**Teks Kajian:**
————————

Catatan M Rizal Fadillah*
SALAM-ONLINE: Merasa tertekan akibat Muhammadiyah, NU dan PGRI menarik diri dari Program Organisasi Penggerak (POP) bernilai 600 Miliar, maka Menteri Pendidikan merilis permohonan maaf kepada tiga organisasi besar yang bergerak di bidang pendidikan tersebut. Nadiem juga bertandang ke PP Muhammadiyah Jakarta, diterima Sekum PP Muhammadiyah DR Abdul Mu’thi dan lainnya.
Program “asal-asalan” Nadiem patut dikritisi tajam. Berujung pada hengkangnya Muhammadiyah, NU dan PGRI. Bagaimana tidak, ketiga organisasi pendidikan besar tersebut ternyata disejajarkan dengan organisasi abal-abal sekelas “bimbel”. Ironisnya ada dana Rp 20 Miliar yang dialokasikan kepada Yayasan milik dua konglomerat, Sampoerna dan Tanoto.
Kini Nadiem, Menteri “anak kemarin”, yang seperti tidak paham pelaku pendikan “terdahulu” telah meminta maaf. Dari sisi etika tentu kita semua menghargai dan mengapresiasi permintaan maaf tersebut. Akan tetapi ini bukan ajang maaf-maafan lebaran atau baru saja Idul Adha.
Bukan soal apakah Muhammadiyah, NU atau PGRI memaafkan atau tidak. Ini persoalan bangsa. Persoalan ketidakmampuan Nadiem dalam mengemban amanat pengelolaan pendidikan nasional. Inovasi yang nyatanya berbasis acak-acakan.
Mundurnya tiga organisasi besar melengkapi kritik sejak awal kepada Menteri “bukan bidangnya” tersebut. Harus dibaca sebagai ketidakpercayaan publik. Nah berdasarkan Tap MPR No VI tahun 2001 tentang Etika Kehidupan Berbangsa, maka penyelenggara negara yang sudah kehilangan kepercayaan publik hendaknya mengundurkan diri. Demi menjunjung etika.

————————

Data lokalisasi satu titik per objek

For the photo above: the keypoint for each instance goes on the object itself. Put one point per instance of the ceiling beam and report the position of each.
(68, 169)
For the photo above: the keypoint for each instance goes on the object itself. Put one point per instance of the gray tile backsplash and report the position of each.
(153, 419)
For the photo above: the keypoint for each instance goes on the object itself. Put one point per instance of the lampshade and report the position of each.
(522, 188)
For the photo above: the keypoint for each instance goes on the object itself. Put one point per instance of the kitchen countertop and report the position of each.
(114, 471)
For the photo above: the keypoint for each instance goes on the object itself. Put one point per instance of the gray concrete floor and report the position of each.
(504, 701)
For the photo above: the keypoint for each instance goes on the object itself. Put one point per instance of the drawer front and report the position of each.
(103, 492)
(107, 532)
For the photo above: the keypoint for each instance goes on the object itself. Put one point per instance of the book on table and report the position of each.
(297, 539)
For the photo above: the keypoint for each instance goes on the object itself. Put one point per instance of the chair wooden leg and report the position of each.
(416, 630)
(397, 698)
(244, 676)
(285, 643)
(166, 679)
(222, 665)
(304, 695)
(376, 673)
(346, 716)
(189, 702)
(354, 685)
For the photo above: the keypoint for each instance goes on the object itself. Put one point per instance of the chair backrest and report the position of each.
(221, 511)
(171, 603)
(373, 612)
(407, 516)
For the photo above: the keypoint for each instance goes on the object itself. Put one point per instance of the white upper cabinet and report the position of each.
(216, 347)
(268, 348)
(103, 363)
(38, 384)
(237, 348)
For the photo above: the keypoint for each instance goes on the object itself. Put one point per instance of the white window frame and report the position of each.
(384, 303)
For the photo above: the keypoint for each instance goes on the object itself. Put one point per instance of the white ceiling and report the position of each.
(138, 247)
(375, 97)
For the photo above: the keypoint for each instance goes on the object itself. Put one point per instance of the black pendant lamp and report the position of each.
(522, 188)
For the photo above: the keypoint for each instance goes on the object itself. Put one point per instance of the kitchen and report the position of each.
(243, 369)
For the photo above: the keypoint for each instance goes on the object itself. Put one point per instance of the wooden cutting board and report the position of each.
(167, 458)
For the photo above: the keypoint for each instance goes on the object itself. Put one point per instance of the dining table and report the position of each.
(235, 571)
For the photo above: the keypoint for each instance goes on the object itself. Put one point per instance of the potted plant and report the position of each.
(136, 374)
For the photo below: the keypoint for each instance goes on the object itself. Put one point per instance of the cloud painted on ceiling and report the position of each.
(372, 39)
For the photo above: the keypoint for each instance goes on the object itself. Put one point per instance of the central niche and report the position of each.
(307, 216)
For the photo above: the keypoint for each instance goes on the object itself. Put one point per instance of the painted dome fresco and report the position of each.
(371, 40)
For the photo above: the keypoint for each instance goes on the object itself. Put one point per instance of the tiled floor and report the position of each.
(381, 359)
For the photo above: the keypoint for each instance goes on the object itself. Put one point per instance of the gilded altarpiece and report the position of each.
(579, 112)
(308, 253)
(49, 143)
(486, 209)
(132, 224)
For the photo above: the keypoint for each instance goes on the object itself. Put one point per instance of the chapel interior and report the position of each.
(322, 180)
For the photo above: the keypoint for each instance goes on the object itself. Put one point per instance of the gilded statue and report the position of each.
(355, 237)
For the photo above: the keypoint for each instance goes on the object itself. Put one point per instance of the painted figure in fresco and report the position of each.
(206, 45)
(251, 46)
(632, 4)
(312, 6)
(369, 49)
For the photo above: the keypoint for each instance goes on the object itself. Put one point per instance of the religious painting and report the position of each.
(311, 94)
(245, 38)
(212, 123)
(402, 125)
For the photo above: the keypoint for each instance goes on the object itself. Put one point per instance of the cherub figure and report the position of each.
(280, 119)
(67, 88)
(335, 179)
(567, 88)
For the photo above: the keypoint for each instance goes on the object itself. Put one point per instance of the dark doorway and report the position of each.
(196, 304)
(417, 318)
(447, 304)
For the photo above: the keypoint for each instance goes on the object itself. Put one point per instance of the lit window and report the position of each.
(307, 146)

————————

**Tugas dan Latihan:**
1. Menurut catatan tentang Program Organisasi Penggerak, berapa besar dana yang dialokasikan kepada yayasan milik Sampoerna dan Tanoto?
2. Tulis ulang bagian catatan tentang Program Organisasi Penggerak yang diawali kata-kata "Catatan M Rizal" dan diakhiri "Sampoerna dan Tanoto.", dengan menukar "Menteri Pendidikan" menjadi "Mendikbud".
Data di atas tidak diperlukan untuk mengerjakan tugas ini.

**Kunci Jawaban:**
1. Rp 20 miliar.

2.
Catatan M Rizal Fadillah*
SALAM-ONLINE: Merasa tertekan akibat Muhammadiyah, NU dan PGRI menarik diri dari Program Organisasi Penggerak (POP) bernilai 600 Miliar, maka Mendikbud merilis permohonan maaf kepada tiga organisasi besar yang bergerak di bidang pendidikan tersebut. Nadiem juga bertandang ke PP Muhammadiyah Jakarta, diterima Sekum PP Muhammadiyah DR Abdul Mu’thi dan lainnya.
Program “asal-asalan” Nadiem patut dikritisi tajam. Berujung pada hengkangnya Muhammadiyah, NU dan PGRI. Bagaimana tidak, ketiga organisasi pendidikan besar tersebut ternyata disejajarkan dengan organisasi abal-abal sekelas “bimbel”. Ironisnya ada dana Rp 20 Miliar yang dialokasikan kepada Yayasan milik dua konglomerat, Sampoerna dan Tanoto.